- Problems to solve -
1. Answer these questions from the passage on conservatives:
(a) According to the passage, what do conservatives want done to the distance from top to bottom of the wealth-scale?
(b) What is the title of Stewart Chase's 1937 book named in the passage?
(c) Why does the passage say the term 'insanity' does not apply?
2. Extend the passage on conservatives beyond its final sentence.

== Text under study

Conservatives are well adapted to this situation and prefer that things stay as they are. They become “servers of the con.” The Con-servers oppose anything that unsettles their adaptation and control of things. They see progress as change that seems to threaten their settled livelihoods and understanding of the world. For them, progress moves far away from ideal conditions. They invent reasons for resisting change toward popular goals. They want distance from top to bottom of the wealth-scale made longer, not shorter. Their model of human nature defines primary motivation as selfish want stemming from fear of lack and loss, rather than sociably-oriented wish to provide and serve the greater community.

Ego demands they deny such a negative view of themselves. They rationalize their motives as right and good for the world while denouncing progressives and liberal understanding as hatefully unprincipled and unconstitutional. They come to listen and read only through screens of distaste, rejection and denial. Information and reasoning get reduced to what they want to hear. Screening becomes an autonomous function so removed from conscious control it impairs reading and hearing severely. Input bounces away from their minds like water off a duck’s back. Stewart Chase noted this early in his 1937 book, The Tyranny Of Words. It was worth a second book he did not write on the tyranny of bias. Freud had done preliminary work, decades earlier, on unconscious processes of ego defense. Deep bias or prejudice amounts to semantic ‘un-sanity.’ The term ‘insanity’ does not apply because the condition is not ‘clinically recognized.’ It is nonetheless marked by dangerously unreasonable thinking which turns discursive exchange into warlike struggle for domination rather than communication.

====
== Provided data

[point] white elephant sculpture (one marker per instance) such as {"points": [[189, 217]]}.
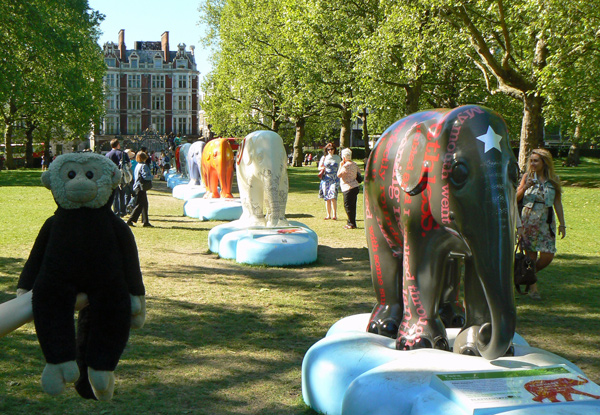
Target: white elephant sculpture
{"points": [[194, 161], [183, 164], [262, 179]]}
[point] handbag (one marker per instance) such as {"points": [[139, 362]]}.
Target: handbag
{"points": [[524, 269], [144, 184]]}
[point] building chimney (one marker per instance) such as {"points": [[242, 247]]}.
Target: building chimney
{"points": [[164, 42], [122, 49]]}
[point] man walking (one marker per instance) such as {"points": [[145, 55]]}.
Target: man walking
{"points": [[119, 158]]}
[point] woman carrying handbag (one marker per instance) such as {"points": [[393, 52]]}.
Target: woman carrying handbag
{"points": [[142, 183]]}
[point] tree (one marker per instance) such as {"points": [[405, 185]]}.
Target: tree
{"points": [[53, 69], [513, 44]]}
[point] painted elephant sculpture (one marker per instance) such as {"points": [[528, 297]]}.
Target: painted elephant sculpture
{"points": [[440, 188], [183, 166], [194, 162], [217, 168], [262, 179], [549, 389]]}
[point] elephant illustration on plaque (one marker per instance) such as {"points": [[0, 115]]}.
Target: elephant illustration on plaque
{"points": [[262, 179], [194, 162], [217, 168], [549, 389], [440, 187]]}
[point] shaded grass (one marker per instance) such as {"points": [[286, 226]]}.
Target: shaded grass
{"points": [[223, 338]]}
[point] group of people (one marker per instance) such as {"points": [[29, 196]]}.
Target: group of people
{"points": [[539, 192], [344, 172], [130, 193]]}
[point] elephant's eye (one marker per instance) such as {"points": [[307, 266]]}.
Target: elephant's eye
{"points": [[460, 174]]}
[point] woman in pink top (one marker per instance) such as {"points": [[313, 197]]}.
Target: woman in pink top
{"points": [[349, 185]]}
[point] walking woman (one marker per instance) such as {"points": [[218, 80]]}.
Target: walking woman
{"points": [[328, 188], [540, 191], [348, 173], [142, 171]]}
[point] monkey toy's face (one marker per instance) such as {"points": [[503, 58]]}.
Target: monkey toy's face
{"points": [[81, 180]]}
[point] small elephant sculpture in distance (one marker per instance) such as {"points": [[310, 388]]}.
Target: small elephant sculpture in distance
{"points": [[262, 179], [441, 183], [217, 168], [194, 162]]}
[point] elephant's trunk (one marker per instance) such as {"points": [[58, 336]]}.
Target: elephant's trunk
{"points": [[494, 258]]}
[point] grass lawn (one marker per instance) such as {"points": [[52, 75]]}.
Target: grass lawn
{"points": [[225, 338]]}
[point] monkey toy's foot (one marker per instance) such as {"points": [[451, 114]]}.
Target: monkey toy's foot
{"points": [[103, 383], [430, 336], [452, 315], [56, 376], [385, 321]]}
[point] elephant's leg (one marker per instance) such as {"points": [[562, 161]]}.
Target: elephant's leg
{"points": [[422, 288], [386, 271], [275, 200], [451, 310], [477, 316]]}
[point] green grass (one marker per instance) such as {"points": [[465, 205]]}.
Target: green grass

====

- Responses by task -
1.
(a) They want it made longer, not shorter.
(b) The Tyranny Of Words.
(c) The condition is not 'clinically recognized.'

2.
In short, the Tea Party folks and many traditional Republicans have been deep in the grip not only of anger, but madness. There seems to be no help for it. It is a condition which must work itself out and fade away, or wreak destruction on the very institutions and nation the Far Right makes big noise about championing. (Already I can hear angry, ill-directed rebuttals from pseudo-readers who noted only the opening sentence or two and leaped down to the last paragraph, having lacked the patience and mental integrity needed to examine thoughtfully what passed between. They will blame me for their inept reading, clamoring that I write badly and with “too many words.”)

The opening question asked implicitly was, Is it true that we humans are not able now to provide for ourselves the more ethical and moral world we need? The answer is, granted who we are in all our ignorance, division and disagreement, No. It is immensely saddening to see that the epidemic irrationality permanently infecting American society in all levels and regions absolutely dampens intelligent work in media or legislation. We needed more than a Socrates in every classroom during the last century. We needed Alfred L. Korzybski, S. I. Hayakawa, K. C. Ogden, I. A. Richards, Kenneth Burke and dozens more including Dr.’s George Lakoff and Miles A. Myers to talk with students and enlighten them on how language and mind work each other well instead of abusively. It’s far too late for this generation of ‘Con-servatives.’ They are like ancient Greeks who needed unchanging cycles of simplicity cloaked in myth.

The U. S. Constitution was the most remarkable document of its age. It is still highly useful and needed, but our real constitution remains unwritten. It resides in the special relation between human nature and civil culture. Incivility remains inimical to political and cultural advance. Our written Constitution will remain incomplete just as science has never been finished and civilization stays unfulfilled.